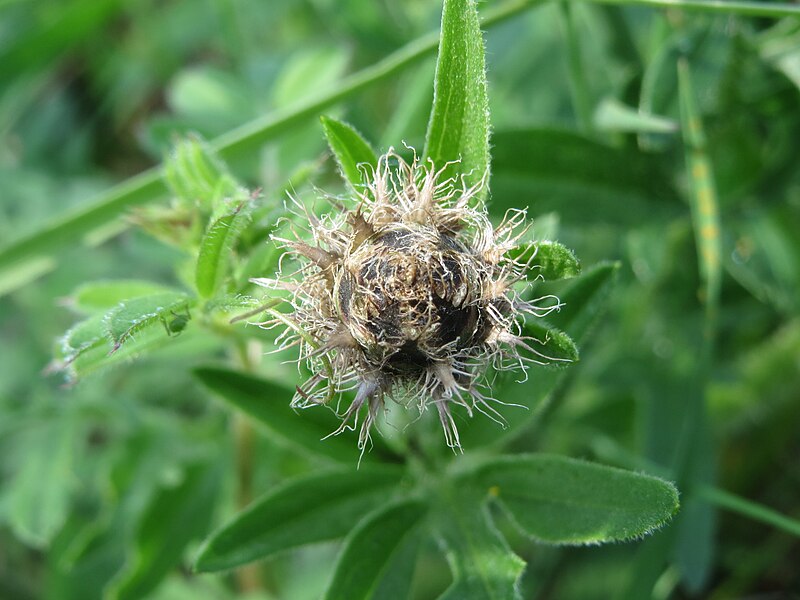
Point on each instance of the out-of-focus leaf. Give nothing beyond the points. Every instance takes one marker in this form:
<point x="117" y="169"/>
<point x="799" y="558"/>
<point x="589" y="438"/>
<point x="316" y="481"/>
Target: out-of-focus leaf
<point x="351" y="150"/>
<point x="269" y="404"/>
<point x="195" y="173"/>
<point x="314" y="508"/>
<point x="371" y="554"/>
<point x="24" y="272"/>
<point x="583" y="299"/>
<point x="458" y="129"/>
<point x="148" y="186"/>
<point x="583" y="180"/>
<point x="552" y="347"/>
<point x="547" y="260"/>
<point x="613" y="115"/>
<point x="176" y="516"/>
<point x="482" y="564"/>
<point x="38" y="496"/>
<point x="566" y="501"/>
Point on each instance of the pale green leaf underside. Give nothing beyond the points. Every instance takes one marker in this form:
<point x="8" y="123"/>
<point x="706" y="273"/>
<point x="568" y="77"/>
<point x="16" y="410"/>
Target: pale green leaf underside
<point x="216" y="247"/>
<point x="175" y="516"/>
<point x="269" y="405"/>
<point x="547" y="260"/>
<point x="353" y="153"/>
<point x="103" y="295"/>
<point x="482" y="564"/>
<point x="458" y="129"/>
<point x="315" y="508"/>
<point x="371" y="549"/>
<point x="566" y="501"/>
<point x="133" y="315"/>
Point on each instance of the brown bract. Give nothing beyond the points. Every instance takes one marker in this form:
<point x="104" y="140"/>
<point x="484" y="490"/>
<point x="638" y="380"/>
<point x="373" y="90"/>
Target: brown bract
<point x="408" y="294"/>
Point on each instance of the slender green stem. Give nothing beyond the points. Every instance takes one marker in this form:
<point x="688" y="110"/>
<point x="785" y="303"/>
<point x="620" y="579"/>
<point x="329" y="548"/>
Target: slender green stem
<point x="747" y="508"/>
<point x="248" y="577"/>
<point x="727" y="7"/>
<point x="581" y="98"/>
<point x="149" y="186"/>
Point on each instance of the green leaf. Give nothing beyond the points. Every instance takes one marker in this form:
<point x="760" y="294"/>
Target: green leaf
<point x="482" y="564"/>
<point x="729" y="7"/>
<point x="547" y="260"/>
<point x="370" y="552"/>
<point x="583" y="299"/>
<point x="149" y="186"/>
<point x="176" y="516"/>
<point x="82" y="337"/>
<point x="351" y="150"/>
<point x="561" y="500"/>
<point x="194" y="173"/>
<point x="38" y="495"/>
<point x="554" y="347"/>
<point x="578" y="178"/>
<point x="613" y="115"/>
<point x="131" y="316"/>
<point x="314" y="508"/>
<point x="458" y="129"/>
<point x="99" y="296"/>
<point x="704" y="203"/>
<point x="216" y="248"/>
<point x="23" y="272"/>
<point x="303" y="431"/>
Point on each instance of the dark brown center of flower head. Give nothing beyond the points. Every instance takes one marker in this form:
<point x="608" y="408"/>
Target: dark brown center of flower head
<point x="409" y="296"/>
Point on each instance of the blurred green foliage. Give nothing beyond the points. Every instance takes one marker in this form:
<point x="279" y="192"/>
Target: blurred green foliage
<point x="588" y="132"/>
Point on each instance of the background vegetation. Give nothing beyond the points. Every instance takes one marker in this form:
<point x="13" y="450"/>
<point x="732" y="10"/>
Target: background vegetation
<point x="663" y="138"/>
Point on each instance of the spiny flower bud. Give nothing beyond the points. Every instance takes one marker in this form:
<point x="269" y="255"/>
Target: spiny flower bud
<point x="408" y="294"/>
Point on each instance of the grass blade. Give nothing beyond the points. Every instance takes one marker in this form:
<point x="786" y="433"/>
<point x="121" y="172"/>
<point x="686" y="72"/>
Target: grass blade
<point x="149" y="186"/>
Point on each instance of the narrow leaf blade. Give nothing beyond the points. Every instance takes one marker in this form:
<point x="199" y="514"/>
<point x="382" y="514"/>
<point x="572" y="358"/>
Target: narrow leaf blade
<point x="216" y="247"/>
<point x="351" y="150"/>
<point x="458" y="129"/>
<point x="547" y="260"/>
<point x="315" y="508"/>
<point x="566" y="501"/>
<point x="369" y="551"/>
<point x="482" y="564"/>
<point x="131" y="316"/>
<point x="176" y="516"/>
<point x="104" y="295"/>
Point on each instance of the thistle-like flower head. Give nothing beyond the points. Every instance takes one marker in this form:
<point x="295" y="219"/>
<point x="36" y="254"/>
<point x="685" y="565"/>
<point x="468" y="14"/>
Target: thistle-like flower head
<point x="410" y="294"/>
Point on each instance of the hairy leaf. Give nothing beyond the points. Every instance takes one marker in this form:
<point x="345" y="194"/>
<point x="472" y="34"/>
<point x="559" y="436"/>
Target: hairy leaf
<point x="97" y="296"/>
<point x="351" y="150"/>
<point x="131" y="316"/>
<point x="216" y="248"/>
<point x="547" y="260"/>
<point x="371" y="552"/>
<point x="458" y="129"/>
<point x="566" y="501"/>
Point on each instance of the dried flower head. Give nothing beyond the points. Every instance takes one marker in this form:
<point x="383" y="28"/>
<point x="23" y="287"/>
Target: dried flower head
<point x="408" y="294"/>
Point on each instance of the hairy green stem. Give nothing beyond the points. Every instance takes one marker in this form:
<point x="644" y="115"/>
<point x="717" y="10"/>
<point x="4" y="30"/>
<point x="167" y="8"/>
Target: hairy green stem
<point x="149" y="185"/>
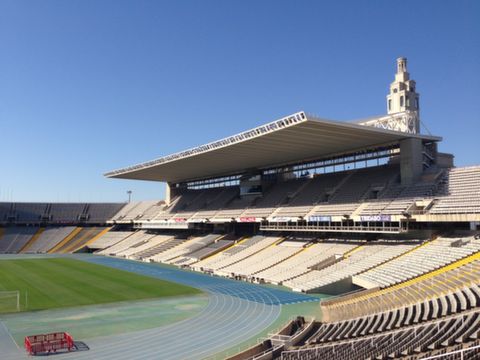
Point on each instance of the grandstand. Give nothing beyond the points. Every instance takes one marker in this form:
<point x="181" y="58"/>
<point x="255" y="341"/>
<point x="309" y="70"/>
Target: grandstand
<point x="369" y="211"/>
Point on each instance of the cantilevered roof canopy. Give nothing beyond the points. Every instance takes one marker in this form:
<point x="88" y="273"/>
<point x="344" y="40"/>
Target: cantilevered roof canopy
<point x="290" y="140"/>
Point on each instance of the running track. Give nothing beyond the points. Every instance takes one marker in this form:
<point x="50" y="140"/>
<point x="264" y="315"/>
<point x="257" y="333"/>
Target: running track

================================

* _SHORT TASK_
Up to and including the last line of the listing, starting at the line with "Point on each instance of the thistle-like", extract every line exactly and leave out the pictures.

* _THE OUTPUT_
Point on each instance of the thistle-like flower head. Give nothing beyond the points. Every instance takes one marker in this form:
<point x="295" y="219"/>
<point x="36" y="254"/>
<point x="685" y="565"/>
<point x="468" y="14"/>
Target: thistle-like flower head
<point x="410" y="294"/>
Point on each instance of the hairy leaf. Give nothing beyond the points. Every instance takes one marker in this form:
<point x="345" y="194"/>
<point x="472" y="34"/>
<point x="559" y="436"/>
Target: hairy leaf
<point x="97" y="296"/>
<point x="351" y="150"/>
<point x="131" y="316"/>
<point x="216" y="248"/>
<point x="547" y="260"/>
<point x="371" y="552"/>
<point x="458" y="129"/>
<point x="566" y="501"/>
Point on each instance of the dried flower head. Give nothing beyond the points. Every instance takes one marker in this form:
<point x="383" y="28"/>
<point x="23" y="287"/>
Target: dried flower head
<point x="408" y="294"/>
Point on each instance of the hairy green stem. Give nothing beyond the points. Every instance takes one marker in this form:
<point x="644" y="115"/>
<point x="717" y="10"/>
<point x="4" y="30"/>
<point x="167" y="8"/>
Target: hairy green stem
<point x="149" y="185"/>
Point on each instance of the grandstand. Give nothing beyond the points. Every instance takes one marker in this form:
<point x="181" y="58"/>
<point x="255" y="341"/>
<point x="309" y="70"/>
Target: grandstand
<point x="369" y="211"/>
Point on each instance of the cantilevered roof canopy. Give nothing beyond the points. Every instance takes one marker in this form:
<point x="88" y="273"/>
<point x="344" y="40"/>
Target: cantilevered roof canopy
<point x="290" y="140"/>
Point on each instance of the running track. Give nothing beyond the points. Every instance takes one marker in this form:
<point x="50" y="140"/>
<point x="264" y="315"/>
<point x="257" y="333"/>
Target: running track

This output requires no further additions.